== Excerpt ==
- - -

Activation functions introduce **non-linearity** into neural networks, which allows them to model complex relationships.  
In PyTorch, many activations are available in `torch.nn`.  

### Common Activation Functions  

1. **ReLU (Rectified Linear Unit)**  
$$
f(x) = \max(0, x)
$$  

2. **Sigmoid**  
$$
f(x) = \frac{1}{1 + e^{-x}}
$$  

3. **Tanh (Hyperbolic Tangent)**  
$$
f(x) = \tanh(x) = \frac{e^x - e^{-x}}{e^x + e^{-x}}
$$  


In [3]:
# Sample input
x = torch.tensor([[-1.0, 0.0, 1.0, 2.0]])

# Define activations
relu = nn.ReLU()
sigmoid = nn.Sigmoid()
tanh = nn.Tanh()

print("Input:", x)
print("ReLU:", relu(x))
print("Sigmoid:", sigmoid(x))
print("Tanh:", tanh(x))

Input: tensor([[-1.,  0.,  1.,  2.]])
ReLU: tensor([[0., 0., 1., 2.]])
Sigmoid: tensor([[0.2689, 0.5000, 0.7311, 0.8808]])
Tanh: tensor([[-0.7616,  0.0000,  0.7616,  0.9640]])


<a name='4'></a>
## 4 - Building a Model with `nn.Sequential`

In PyTorch, the **`nn.Sequential`** container allows us to build a model by stacking layers in order.  
This is useful for **simple feed-forward neural networks**.

---

### Example: A Small Neural Network

Suppose we want a model:

- Input size = 4  
- Hidden layer with 8 neurons (ReLU activation)  
- Output size = 2 (e.g., binary classification)

In [4]:
import torch.nn as nn

# Define the model
model = nn.Sequential(
    nn.Linear(4, 8),   # Layer 1: Linear transformation (4 → 8)
    nn.ReLU(),         # Activation function
    nn.Linear(8, 2)    # Layer 2: Linear transformation (8 → 2)

- - -

== Excerpted data ==
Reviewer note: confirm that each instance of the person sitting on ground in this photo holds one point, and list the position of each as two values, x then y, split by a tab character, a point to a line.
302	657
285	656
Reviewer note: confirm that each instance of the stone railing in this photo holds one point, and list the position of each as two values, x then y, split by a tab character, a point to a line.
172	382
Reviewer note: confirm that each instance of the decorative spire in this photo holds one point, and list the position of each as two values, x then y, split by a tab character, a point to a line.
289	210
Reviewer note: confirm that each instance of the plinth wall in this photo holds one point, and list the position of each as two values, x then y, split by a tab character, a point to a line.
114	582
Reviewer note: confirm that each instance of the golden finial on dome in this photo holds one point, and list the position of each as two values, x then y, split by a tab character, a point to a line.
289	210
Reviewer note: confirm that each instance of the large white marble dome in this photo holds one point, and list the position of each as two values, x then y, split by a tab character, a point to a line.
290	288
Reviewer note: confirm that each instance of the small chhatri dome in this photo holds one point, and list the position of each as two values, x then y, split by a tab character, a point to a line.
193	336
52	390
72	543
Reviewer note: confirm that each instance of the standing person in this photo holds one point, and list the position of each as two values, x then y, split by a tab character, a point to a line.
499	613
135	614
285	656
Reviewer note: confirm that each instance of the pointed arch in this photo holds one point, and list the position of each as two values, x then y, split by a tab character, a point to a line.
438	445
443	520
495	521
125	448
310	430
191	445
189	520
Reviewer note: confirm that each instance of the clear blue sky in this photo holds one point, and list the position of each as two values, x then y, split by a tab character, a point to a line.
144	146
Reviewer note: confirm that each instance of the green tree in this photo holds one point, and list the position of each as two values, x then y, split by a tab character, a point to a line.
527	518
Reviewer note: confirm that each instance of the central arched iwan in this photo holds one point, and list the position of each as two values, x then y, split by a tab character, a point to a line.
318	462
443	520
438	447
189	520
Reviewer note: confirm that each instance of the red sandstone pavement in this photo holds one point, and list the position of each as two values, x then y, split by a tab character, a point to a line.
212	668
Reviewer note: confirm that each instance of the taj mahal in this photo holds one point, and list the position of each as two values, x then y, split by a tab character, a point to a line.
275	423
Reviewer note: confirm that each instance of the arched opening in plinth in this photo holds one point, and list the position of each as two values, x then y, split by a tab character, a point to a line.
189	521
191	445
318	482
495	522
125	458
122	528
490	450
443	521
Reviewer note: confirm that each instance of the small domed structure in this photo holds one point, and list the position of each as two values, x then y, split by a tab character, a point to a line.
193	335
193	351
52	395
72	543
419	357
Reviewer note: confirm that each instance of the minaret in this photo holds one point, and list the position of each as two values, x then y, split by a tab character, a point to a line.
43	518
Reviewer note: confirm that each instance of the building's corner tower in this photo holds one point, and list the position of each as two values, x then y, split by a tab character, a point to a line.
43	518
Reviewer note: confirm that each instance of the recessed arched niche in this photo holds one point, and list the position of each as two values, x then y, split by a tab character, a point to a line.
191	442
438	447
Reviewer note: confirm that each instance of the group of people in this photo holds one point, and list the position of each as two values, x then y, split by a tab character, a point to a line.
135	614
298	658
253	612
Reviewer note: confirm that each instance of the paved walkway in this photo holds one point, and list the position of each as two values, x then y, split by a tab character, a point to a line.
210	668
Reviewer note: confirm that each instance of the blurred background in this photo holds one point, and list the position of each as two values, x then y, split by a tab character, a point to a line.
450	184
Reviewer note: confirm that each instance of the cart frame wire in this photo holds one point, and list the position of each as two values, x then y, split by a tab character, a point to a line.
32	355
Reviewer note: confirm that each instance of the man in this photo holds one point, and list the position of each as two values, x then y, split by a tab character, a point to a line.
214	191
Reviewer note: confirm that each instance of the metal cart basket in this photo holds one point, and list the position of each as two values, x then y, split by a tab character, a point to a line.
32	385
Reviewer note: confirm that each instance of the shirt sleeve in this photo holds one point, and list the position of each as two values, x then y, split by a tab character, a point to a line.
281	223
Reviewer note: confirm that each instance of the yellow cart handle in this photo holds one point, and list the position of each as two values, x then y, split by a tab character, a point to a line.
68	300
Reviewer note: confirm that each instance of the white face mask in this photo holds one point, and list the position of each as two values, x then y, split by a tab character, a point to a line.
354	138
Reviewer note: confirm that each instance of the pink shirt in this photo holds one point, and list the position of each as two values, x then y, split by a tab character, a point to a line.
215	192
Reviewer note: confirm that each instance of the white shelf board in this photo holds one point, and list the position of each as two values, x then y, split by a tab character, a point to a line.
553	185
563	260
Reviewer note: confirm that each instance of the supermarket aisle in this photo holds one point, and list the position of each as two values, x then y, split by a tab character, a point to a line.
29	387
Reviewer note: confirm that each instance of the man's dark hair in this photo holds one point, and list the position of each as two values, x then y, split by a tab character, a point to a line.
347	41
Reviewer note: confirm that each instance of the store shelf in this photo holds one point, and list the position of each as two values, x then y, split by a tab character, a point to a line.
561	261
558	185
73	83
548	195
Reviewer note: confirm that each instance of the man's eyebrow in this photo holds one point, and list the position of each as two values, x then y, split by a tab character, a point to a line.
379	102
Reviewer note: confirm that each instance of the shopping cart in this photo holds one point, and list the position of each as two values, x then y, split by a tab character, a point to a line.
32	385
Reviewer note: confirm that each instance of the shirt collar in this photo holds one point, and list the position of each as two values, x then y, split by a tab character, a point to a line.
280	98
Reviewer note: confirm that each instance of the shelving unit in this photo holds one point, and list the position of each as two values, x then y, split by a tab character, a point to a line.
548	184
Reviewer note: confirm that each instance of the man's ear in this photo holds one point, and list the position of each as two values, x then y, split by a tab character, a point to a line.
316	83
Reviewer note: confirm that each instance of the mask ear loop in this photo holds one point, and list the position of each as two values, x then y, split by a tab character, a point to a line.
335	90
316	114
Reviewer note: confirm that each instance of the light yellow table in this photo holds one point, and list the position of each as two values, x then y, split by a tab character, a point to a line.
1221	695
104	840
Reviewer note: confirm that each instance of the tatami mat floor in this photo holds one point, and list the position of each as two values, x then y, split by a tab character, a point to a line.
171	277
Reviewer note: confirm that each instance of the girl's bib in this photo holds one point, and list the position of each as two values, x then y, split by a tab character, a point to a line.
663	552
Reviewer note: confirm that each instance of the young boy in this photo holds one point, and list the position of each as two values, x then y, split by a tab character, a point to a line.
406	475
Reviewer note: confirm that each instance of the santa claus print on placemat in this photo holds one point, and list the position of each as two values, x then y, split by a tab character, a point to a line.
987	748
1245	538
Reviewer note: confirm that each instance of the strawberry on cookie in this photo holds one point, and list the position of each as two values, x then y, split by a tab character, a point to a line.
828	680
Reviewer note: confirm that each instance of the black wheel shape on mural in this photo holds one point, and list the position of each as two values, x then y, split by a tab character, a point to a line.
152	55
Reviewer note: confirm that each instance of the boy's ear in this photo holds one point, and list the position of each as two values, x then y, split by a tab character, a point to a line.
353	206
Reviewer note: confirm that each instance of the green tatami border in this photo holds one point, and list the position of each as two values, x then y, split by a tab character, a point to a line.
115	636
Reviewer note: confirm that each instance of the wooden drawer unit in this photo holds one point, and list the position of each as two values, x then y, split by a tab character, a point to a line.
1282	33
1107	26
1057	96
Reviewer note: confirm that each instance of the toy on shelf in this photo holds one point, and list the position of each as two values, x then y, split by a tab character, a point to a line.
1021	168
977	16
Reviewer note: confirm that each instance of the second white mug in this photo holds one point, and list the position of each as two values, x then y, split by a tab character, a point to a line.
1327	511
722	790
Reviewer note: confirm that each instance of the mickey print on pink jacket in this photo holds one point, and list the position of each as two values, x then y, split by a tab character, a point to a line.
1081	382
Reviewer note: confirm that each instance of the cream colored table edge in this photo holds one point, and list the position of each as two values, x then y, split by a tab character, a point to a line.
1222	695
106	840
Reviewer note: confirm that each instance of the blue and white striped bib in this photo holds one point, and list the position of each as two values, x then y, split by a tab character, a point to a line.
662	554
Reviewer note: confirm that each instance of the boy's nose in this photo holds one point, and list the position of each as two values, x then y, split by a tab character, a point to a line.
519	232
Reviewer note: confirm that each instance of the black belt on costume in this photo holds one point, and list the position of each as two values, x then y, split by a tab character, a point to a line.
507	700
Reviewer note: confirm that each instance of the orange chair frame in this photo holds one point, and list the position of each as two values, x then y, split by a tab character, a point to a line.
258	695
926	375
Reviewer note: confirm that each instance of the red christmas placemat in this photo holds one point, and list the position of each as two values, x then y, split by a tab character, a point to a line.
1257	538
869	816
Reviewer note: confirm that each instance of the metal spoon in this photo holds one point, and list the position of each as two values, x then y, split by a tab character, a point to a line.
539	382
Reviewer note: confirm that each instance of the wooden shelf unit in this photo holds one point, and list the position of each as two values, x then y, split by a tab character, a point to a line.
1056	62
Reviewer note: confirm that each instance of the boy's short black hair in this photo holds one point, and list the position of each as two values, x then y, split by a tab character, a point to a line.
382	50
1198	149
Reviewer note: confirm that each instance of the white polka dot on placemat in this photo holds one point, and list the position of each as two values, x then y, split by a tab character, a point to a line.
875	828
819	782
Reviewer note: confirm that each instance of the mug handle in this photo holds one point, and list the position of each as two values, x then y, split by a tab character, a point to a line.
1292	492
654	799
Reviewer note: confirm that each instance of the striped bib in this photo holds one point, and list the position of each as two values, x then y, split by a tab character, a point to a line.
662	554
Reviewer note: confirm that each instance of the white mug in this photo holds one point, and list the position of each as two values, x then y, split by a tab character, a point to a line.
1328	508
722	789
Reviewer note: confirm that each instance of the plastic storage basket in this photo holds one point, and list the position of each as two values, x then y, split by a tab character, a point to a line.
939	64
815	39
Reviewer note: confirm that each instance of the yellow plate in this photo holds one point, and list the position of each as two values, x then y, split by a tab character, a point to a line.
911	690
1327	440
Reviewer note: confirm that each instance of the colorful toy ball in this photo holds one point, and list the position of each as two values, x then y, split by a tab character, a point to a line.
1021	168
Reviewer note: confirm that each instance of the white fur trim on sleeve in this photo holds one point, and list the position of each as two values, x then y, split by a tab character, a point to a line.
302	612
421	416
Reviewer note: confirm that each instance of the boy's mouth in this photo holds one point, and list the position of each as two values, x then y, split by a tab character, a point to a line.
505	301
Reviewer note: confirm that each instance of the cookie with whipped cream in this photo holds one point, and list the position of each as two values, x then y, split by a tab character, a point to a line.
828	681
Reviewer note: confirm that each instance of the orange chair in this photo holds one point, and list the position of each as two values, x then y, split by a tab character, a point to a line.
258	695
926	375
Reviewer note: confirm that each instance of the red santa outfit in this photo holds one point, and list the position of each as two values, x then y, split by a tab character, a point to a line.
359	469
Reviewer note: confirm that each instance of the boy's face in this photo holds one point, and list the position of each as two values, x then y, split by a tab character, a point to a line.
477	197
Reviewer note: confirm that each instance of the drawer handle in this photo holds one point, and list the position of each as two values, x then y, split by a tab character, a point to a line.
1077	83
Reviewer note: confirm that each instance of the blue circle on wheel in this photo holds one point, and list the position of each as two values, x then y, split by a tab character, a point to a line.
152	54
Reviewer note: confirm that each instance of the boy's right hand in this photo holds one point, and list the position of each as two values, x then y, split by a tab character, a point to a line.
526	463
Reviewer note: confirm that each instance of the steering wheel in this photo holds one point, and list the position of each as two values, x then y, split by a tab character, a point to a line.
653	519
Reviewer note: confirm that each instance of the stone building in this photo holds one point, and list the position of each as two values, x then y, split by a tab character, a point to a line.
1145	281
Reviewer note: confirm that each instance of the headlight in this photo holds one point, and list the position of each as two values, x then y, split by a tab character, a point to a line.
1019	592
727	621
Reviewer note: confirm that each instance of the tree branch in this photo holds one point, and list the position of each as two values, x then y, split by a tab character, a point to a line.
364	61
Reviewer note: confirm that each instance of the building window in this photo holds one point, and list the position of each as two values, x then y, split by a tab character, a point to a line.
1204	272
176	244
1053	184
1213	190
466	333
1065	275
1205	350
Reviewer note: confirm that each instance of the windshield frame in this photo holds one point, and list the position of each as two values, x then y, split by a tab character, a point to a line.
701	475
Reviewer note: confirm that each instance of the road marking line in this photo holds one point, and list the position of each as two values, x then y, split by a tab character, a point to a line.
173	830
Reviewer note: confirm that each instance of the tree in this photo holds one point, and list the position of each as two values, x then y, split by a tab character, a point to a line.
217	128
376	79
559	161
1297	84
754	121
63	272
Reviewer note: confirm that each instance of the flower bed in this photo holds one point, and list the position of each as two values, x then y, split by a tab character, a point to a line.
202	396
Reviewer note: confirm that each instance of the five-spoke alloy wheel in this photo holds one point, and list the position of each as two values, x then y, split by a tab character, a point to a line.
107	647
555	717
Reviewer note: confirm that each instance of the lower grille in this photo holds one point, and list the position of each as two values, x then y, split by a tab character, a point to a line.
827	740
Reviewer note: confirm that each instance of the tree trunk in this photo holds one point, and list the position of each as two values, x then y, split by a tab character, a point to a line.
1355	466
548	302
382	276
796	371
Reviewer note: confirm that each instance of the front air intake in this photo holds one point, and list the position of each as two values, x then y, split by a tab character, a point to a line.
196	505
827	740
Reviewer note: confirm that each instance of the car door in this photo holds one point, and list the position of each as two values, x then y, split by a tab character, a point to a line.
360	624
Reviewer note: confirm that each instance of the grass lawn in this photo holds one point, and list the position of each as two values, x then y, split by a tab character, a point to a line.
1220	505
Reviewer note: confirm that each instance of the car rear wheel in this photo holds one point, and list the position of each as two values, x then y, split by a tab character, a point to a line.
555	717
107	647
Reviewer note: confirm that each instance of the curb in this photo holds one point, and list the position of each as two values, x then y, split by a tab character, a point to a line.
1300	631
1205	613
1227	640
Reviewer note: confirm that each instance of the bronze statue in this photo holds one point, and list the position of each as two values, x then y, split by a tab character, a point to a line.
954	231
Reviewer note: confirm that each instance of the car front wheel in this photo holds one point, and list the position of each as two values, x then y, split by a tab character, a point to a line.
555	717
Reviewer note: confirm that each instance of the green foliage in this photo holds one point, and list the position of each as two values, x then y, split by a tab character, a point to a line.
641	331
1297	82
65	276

- - -

== Stated problem 1 ==
According to the PyTorch tutorial excerpt, which container lets you build a model by stacking layers in order?
== Stated problem 2 ==
Continue the PyTorch tutorial excerpt from the last line of its code.

== Expected answer 1 ==
`nn.Sequential`

== Expected answer 2 ==
)

print(model)

Sequential(
  (0): Linear(in_features=4, out_features=8, bias=True)
  (1): ReLU()
  (2): Linear(in_features=8, out_features=2, bias=True)
)


In [5]:
#Example: Forward Pass

# Sample input: batch of 3 samples, each with 4 features
x = torch.randn(3, 4)

# Pass through the model
output = model(x)

print("Input:", x)
print("Output:", output)

Input: tensor([[-0.6535,  1.1033, -0.4188,  0.6314],
        [-0.1038, -0.0235, -0.6025,  1.2412],
        [-0.5209,  1.6439, -0.9290,  1.0729]])
Output: tensor([[0.3381, 0.5965],
        [0.3853, 0.5629],
        [0.4075, 0.7071]], grad_fn=<AddmmBackward0>)


<a name='5'></a>
## 5 - Defining Custom Models with `nn.Module`

While `nn.Sequential` is convenient for simple networks, it becomes **limiting** when we need:  
- Multiple inputs/outputs  
- Custom operations inside the forward pass  
- More complex architectures  

In such cases, we subclass **`nn.Module`**.



In [6]:
import torch.nn.functional as F

# Define a custom model by subclassing nn.Module
class MyModel(nn.Module):
    def __init__(self):
        super(MyModel, self).__init__()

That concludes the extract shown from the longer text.